## Fragmento del texto
/---
La confusión campea de tal manera entre nosotros que los
“buenos”, los “bienpensantes” y los “políticamente correctos” aprovechan para
colocarse en la primera esquina a modo, se trepan a un banquito y vociferan
sobre todo género de asuntos. No satisfechos con eso, a veces blanden una tea
ardiente y salen a quemar herejes. Las cosas ocurrieron en España en 2005, de
esta manera o de cualquier otra: alguien, quizás el columnista de un periódico,
alzó la voz para denunciar que el Diccionario
de ideas afines de Fernando Corripio publicado por Herder asociaba la
palabra “homosexual” con “pervertido”, “vicioso” y “depravado”. Si reparé en el
artículo, yo que suelo ser escéptico respecto a lo que leo en los diarios, es
porque se refería a un libro al que le tengo particular aprecio.
Anduve por vez
primera entre sus páginas en la casa de una amiga en la que me hospedé durante
un viaje, y me acostumbré tan pronto a él que en cuanto pude me compré el
ejemplar que me ha acompañado durante los últimos doce años.* Si bien son
varios los diccionarios que tengo cerca mientras trabajo, con la única excepción
del diccionario académico que nunca veo en otro sitio que no sea internet, sin
ninguna duda es el de Fernando Corripio el que más consulto.
Desde el primer instante estuve de acuerdo con la denuncia:
me indigna que alguien pueda ver siquiera una remota afinidad entre esas
palabras. Sin embargo, después de pensarlo un momento maticé mi enojo al
recordar que su identificación –por simple ignorancia, estúpido prejuicio y
hasta mala fe– está muy enraizada en nuestras sociedades, y un libro de esa
naturaleza recoge lo que está en el aire y no lo que debería estar. Un diccionario no es un tratado de ética y mucho
menos de buenas costumbres. Vaya: ni siquiera necesariamente de corrección
lingüística. Aunque sea doloroso, mucha gente asocia unas ideas con otras y el
diccionario las recoge en consecuencia. Todo quedó ahí… por unas horas.
Dos o tres días más tarde un segundo comentarista subía el
tono de la denuncia: argumentaba que no podían tolerarse hechos así en una
sociedad europea como la española del siglo XXI, que no correspondían con el
sueño de libertades civiles de millones de ciudadanos, y sugería la posibilidad
de sancionar al responsable –el cual, por cierto, a pesar de los esfuerzos de
los periodistas por encontrarlo, no aparecía por ningún sitio… –.
\---
## Problema planteado
Retoma el texto sobre la polémica por el diccionario de Corripio y sigue escribiéndolo a partir de su última frase. Estas líneas vienen de otra fuente.

(Algunas líneas)
/---
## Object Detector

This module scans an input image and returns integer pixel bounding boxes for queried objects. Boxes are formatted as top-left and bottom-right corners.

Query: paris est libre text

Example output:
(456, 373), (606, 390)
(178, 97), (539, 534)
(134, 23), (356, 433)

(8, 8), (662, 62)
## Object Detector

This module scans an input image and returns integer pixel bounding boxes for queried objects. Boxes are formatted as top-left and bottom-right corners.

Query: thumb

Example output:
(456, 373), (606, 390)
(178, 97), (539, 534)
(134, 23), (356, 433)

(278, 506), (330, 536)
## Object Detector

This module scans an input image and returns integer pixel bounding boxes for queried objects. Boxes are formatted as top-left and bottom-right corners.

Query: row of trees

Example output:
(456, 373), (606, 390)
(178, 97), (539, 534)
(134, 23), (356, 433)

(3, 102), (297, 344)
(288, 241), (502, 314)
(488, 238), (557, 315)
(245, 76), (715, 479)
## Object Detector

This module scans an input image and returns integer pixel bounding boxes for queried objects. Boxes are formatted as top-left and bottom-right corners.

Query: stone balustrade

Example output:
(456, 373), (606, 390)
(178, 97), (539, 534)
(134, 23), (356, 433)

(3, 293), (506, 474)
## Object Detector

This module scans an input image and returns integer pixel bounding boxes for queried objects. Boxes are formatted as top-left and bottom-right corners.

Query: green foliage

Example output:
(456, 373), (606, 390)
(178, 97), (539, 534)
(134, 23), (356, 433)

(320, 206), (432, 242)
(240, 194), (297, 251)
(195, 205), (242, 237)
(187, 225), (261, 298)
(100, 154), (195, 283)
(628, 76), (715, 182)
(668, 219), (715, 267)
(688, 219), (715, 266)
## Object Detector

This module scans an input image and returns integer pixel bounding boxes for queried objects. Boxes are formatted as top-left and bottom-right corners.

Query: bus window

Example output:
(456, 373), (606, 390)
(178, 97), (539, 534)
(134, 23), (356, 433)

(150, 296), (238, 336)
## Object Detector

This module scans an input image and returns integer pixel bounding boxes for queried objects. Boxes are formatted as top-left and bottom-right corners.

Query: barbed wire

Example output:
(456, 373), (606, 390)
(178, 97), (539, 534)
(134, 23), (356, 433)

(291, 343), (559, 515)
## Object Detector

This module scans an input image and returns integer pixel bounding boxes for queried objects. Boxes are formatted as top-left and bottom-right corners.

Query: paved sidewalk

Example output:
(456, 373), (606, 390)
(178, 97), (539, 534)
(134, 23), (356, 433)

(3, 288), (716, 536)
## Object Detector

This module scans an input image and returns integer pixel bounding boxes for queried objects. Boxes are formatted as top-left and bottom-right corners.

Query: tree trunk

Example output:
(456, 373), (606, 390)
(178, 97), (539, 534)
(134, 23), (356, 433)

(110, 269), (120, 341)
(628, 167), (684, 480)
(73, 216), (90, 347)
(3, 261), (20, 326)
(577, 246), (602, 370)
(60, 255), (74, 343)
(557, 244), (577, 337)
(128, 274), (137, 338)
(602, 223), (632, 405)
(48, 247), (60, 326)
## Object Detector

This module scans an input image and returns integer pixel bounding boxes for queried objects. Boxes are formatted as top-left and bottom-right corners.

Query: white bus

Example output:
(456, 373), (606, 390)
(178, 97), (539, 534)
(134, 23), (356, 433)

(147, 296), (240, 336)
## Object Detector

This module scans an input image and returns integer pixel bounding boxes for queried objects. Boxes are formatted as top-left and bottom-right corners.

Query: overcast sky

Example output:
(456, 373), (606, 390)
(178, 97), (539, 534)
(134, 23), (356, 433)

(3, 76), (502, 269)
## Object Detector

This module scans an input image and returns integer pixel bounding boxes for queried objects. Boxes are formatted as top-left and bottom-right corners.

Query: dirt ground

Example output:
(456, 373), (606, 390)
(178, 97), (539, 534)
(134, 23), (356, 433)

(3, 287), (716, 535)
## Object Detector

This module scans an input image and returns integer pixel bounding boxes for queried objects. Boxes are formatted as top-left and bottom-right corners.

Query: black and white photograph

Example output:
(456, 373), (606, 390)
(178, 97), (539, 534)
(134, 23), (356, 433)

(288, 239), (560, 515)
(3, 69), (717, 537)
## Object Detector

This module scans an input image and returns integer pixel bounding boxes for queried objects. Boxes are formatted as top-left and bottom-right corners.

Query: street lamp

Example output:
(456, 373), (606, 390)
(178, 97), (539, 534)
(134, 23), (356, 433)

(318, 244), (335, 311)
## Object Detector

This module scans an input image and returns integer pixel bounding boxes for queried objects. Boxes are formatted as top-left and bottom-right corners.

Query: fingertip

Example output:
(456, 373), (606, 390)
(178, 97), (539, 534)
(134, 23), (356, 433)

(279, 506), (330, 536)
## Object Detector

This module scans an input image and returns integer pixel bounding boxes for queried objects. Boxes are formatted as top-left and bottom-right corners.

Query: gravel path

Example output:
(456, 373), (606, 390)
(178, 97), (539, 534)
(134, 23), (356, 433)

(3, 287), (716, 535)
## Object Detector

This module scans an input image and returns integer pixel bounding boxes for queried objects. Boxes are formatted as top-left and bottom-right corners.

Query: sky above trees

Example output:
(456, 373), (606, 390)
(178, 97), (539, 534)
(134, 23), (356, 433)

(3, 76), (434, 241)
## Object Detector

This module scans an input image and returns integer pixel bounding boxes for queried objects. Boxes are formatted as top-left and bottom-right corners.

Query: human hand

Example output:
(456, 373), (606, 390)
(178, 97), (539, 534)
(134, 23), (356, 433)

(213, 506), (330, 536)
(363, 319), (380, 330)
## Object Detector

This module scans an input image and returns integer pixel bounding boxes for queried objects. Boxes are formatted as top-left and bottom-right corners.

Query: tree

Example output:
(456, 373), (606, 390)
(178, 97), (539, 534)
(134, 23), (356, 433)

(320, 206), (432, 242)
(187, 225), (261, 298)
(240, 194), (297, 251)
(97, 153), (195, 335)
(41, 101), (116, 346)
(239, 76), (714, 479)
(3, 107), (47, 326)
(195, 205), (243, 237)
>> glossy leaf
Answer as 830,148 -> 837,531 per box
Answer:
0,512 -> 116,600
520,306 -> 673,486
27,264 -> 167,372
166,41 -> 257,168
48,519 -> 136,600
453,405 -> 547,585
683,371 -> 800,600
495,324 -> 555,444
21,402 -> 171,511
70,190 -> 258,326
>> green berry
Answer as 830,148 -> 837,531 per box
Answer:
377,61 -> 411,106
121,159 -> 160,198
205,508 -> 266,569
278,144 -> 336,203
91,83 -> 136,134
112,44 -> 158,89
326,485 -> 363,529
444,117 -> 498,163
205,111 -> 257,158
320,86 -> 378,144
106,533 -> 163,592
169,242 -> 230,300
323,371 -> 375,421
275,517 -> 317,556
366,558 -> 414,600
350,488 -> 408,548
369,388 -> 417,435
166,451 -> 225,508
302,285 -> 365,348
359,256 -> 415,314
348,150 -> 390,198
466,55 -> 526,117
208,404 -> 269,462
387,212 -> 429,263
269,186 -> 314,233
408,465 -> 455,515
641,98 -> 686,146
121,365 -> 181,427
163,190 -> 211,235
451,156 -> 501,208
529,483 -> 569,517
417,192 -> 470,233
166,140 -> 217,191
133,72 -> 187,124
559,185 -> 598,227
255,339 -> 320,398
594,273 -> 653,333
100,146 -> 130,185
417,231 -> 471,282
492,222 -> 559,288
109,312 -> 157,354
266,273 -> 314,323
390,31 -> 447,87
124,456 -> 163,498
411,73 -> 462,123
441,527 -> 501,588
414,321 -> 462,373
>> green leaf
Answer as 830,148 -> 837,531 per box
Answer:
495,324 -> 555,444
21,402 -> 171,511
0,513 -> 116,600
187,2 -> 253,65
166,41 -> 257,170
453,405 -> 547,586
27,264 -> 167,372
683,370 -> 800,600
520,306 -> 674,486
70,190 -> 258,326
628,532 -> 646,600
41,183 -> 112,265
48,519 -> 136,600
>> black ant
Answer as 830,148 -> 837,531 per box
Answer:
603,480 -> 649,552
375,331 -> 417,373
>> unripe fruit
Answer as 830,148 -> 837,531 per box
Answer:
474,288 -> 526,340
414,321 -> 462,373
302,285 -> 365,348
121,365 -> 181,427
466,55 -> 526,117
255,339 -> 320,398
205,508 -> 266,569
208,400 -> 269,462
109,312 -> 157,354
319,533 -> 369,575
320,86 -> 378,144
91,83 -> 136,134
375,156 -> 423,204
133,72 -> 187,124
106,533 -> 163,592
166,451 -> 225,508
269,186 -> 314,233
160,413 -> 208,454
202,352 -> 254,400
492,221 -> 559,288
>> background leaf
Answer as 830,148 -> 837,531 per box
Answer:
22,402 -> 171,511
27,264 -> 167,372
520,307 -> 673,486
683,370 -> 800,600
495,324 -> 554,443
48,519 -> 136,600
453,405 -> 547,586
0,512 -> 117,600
\---
## Resultado
Alguien más,
que sintió que esa falta de comparecencia hacía más indignante la situación,
añadió que había que insistir en localizarlo poco menos que para ir a sacarlo
de su cubículo, de las barbas homofóbicas si era necesario, y denunciarlo
judicialmente por su inadmisible ofensa a los derechos de la comunidad
homosexual. Para entonces, una asociación de gays y lesbianas catalanes
conseguía detener la distribución de ejemplares y hablaba de demandar a los
editores… De pronto me pareció que las cosas llegaban demasiado lejos: sin
olvidar el disgusto que a mí mismo me había provocado la entrada, pedir que su
autor ardiera en leña verde, tasajear su cuerpo hasta convertirlo en un amasijo
aleccionador de órganos regados por la calle, francamente me pareció excesivo.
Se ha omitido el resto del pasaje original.